People who are forced to work graveyard shifts and then switch to days suffer in a similar way. Flying from one time zone to another has a similar effect in making us feel dragged out. This is where the term jet lag comes from. This dragged out feeling can persist for weeks until the person has adapted. Now imagine being a lunar colonist. Almost everyone knows that the moon presents the same face to the Earth at all times and takes about 29 days to complete a set of phases. This means that in relation to the sun, the moon has a day that is 29 of ours in length. Now, of course, colonists will probably follow a 24-hour rhythm, but they will be affected nonetheless by the sun's position in the lunar sky at all times. There is little doubt that they will feel a lunar version of jet lag in short order that will negatively impact performance.

It takes a lot of training and practice to personally juggle one's circadian rhythm and it also takes natural adaptation to a new environment. The latter may actually require several generations to accomplish. People who leave the Earth will leave behind all the circadian inputs that have been programmed by evolution into us for billions of years. Going forth into space is a huge and sudden change for a complex organism and it will take the time to adapt to new planets.

Colonists on the moon and Mars not only have to deal with completely different environments on all fronts, they will lack the inputs of the rotational cycles of the Earth and the lunar influence. Now, for the lunar colonists, the Earth may provide a similar influence on the moon as the moon does on Earth. But this is a highly conditional may as the Earth will be found within a narrow patch of sky overhead or on the horizon at all times depending where one is on the moon. On the far side, the Earth will never be seen. Mars lacks the influence of a major moon but has two captured asteroids, Phobos and Demos. These present a strange daily spectacle as one will appear to progress from east to west and the other west to east. Other than that there is little influence other than the sun. If Mars had oceans, the tides would only be influenced by the sun.

● Requirement 1: Which rows contain the string "necked"? Pull out each of them.
The rows below this passage are unrelated to it.

● Data supplied:
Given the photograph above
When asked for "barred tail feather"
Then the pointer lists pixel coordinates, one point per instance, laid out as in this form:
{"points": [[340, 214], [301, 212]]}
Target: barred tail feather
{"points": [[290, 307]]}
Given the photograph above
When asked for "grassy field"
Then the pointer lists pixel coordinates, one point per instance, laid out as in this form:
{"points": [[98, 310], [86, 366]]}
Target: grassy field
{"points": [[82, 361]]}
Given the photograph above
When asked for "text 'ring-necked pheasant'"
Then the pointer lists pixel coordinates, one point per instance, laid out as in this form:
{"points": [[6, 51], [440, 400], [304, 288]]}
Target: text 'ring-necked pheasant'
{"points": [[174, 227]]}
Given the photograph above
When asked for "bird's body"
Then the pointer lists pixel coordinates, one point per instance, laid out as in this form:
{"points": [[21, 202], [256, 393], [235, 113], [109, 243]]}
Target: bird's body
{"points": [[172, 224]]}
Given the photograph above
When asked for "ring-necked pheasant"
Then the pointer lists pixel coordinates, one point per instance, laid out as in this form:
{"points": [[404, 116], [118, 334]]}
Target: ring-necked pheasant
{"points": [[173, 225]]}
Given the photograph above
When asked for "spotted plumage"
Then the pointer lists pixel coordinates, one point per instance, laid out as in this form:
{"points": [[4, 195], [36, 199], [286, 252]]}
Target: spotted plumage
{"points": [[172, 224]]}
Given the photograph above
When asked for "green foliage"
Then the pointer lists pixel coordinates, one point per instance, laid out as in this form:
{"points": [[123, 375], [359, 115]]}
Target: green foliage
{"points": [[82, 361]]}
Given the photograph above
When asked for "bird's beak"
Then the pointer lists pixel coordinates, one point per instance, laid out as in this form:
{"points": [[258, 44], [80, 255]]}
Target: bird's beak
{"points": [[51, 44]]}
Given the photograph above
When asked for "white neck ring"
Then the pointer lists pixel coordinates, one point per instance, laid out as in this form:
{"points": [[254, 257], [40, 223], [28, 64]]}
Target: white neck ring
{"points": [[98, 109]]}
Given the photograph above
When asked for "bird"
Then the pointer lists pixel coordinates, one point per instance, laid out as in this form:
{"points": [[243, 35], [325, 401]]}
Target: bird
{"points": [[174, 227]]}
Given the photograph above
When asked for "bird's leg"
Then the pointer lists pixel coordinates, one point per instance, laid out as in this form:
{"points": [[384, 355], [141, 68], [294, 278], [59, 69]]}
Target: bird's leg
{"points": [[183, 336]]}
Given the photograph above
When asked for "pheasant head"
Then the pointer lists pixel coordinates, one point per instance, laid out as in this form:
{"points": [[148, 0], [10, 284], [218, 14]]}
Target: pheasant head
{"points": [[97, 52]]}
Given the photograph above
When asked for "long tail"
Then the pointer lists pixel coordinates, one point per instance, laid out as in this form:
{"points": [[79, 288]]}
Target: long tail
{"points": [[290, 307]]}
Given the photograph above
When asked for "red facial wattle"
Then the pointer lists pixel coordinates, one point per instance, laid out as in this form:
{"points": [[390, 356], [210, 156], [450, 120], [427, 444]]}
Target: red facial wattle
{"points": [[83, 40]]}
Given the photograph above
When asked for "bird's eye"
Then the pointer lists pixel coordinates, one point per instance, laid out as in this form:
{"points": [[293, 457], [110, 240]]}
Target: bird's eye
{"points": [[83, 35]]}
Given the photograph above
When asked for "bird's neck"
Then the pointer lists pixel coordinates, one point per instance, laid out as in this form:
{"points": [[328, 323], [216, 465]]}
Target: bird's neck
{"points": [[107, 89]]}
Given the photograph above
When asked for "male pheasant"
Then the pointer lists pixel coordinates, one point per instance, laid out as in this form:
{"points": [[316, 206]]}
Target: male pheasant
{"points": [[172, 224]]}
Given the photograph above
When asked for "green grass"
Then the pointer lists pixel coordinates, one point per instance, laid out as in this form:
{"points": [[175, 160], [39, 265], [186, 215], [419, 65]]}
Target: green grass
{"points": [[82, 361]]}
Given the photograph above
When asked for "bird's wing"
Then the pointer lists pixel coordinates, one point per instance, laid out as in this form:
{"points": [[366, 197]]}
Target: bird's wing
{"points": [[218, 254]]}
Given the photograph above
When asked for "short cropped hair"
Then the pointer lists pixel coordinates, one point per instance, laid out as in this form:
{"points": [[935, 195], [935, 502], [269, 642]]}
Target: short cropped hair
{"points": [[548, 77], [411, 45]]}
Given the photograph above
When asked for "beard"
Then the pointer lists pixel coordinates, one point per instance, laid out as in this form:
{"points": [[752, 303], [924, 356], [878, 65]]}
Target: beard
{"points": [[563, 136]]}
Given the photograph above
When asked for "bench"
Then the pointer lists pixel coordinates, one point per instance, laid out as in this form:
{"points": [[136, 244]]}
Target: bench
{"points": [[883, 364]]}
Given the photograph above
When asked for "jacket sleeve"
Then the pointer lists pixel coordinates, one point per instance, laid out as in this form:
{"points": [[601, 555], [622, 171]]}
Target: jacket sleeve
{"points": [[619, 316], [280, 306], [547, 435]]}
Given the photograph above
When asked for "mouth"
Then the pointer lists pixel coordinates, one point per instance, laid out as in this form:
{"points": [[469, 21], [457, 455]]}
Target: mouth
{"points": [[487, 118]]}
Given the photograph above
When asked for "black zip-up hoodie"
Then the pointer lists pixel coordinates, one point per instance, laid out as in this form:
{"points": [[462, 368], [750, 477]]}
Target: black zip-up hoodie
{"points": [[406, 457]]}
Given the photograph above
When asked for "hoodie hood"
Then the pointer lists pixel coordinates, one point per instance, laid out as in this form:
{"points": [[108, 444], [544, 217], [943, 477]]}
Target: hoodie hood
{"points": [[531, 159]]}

● Requirement 2: According to the passage on lunar and Martian colonists, how long does the moon take to complete a set of phases?

● Answer 1:
When asked for "text 'ring-necked pheasant'"
Target: text 'ring-necked pheasant'
When asked for "ring-necked pheasant"
Target: ring-necked pheasant

● Answer 2: About 29 days.